[BEGIN Page text]
Merge a4d4809298 into 64766459e3

2024-04-27 19:32:14 +10:00 · 2024-04-27 19:32:14 +10:00 · 736c819149
commit 736c819149
--- a/supportedsites.md
+++ b/supportedsites.md
@ -503,6 +503,7 @@
 - **gem.cbc.ca**: [*cbcgem*](## "netrc machine")
 - **gem.cbc.ca:live**
 - **gem.cbc.ca:playlist**
+ - **generic**: Generic downloader that works on some sites
 - **Genius**
 - **GeniusLyrics**
 - **GetCourseRu**: [*getcourseru*](## "netrc machine")
--- a/yt_dlp/extractor/beatport.py
+++ b/yt_dlp/extractor/beatport.py
@ -2,7 +2,7 @@ import re

 from .common import InfoExtractor
 from ..compat import compat_str
-from ..utils import int_or_none
+from ..utils import int_or_none, ExtractorError


 class BeatportIE(InfoExtractor):
@ -43,55 +43,47 @@ class BeatportIE(InfoExtractor):

        webpage = self._download_webpage(url, display_id)

-        playables = self._parse_json(
-            self._search_regex(
-                r'window\.Playables\s*=\s*({.+?});', webpage,
-                'playables info', flags=re.DOTALL),
-            track_id)
+        try:
+            playables_json = self._search_regex(
+                r'window\.Playables\s*=\s*({.+?})\s*;', webpage,
+                'playables info', default='{}', flags=re.DOTALL)
+            playables = self._parse_json(playables_json, track_id)
+        except re.error:
+            raise ExtractorError('Failed to extract playables information. The page structure may have changed.')

-        track = next(t for t in playables['tracks'] if t['id'] == int(track_id))
+        if not playables or 'tracks' not in playables:
+            raise ExtractorError('No playable tracks found in the extracted information.')

-        title = ', '.join((a['name'] for a in track['artists'])) + ' - ' + track['name']
-        if track['mix']:
+        track = next((t for t in playables['tracks'] if t['id'] == int(track_id)), None)
[END Page text]
[BEGIN Material]
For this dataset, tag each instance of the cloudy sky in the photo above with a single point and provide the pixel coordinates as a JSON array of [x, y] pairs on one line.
[END Material]
What is asked =
Can you carry on the Beatport extractor diff from the point where it stops? None of the data is needed here.

Result below =
+        if not track:
+            raise ExtractorError(f'No track with ID {track_id} found.')
+
+        title = ', '.join(a['name'] for a in track['artists']) + ' - ' + track['name']
+        if track.get('mix'):
            title += ' (' + track['mix'] + ')'

        formats = []
-        for ext, info in track['preview'].items():
-            if not info['url']:
-                continue
-            fmt = {
-                'url': info['url'],
-                'ext': ext,
-                'format_id': ext,
-                'vcodec': 'none',
-            }
-            if ext == 'mp3':
-                fmt['acodec'] = 'mp3'
-                fmt['abr'] = 96
-                fmt['asr'] = 44100
-            elif ext == 'mp4':
-                fmt['acodec'] = 'aac'
-                fmt['abr'] = 96
-                fmt['asr'] = 44100
-            formats.append(fmt)
+        for ext, info in track.get('preview', {}).items():
+            url = info.get('url')
+            if url:
+                fmt = {
+                    'url': url,
+                    'ext': ext,
+                    'format_id': ext,
+                    'vcodec': 'none',
+                    'acodec': 'mp3' if ext == 'mp3' else 'aac',
+                    'abr': 96,
+                    'asr': 44100
+                }
+                formats.append(fmt)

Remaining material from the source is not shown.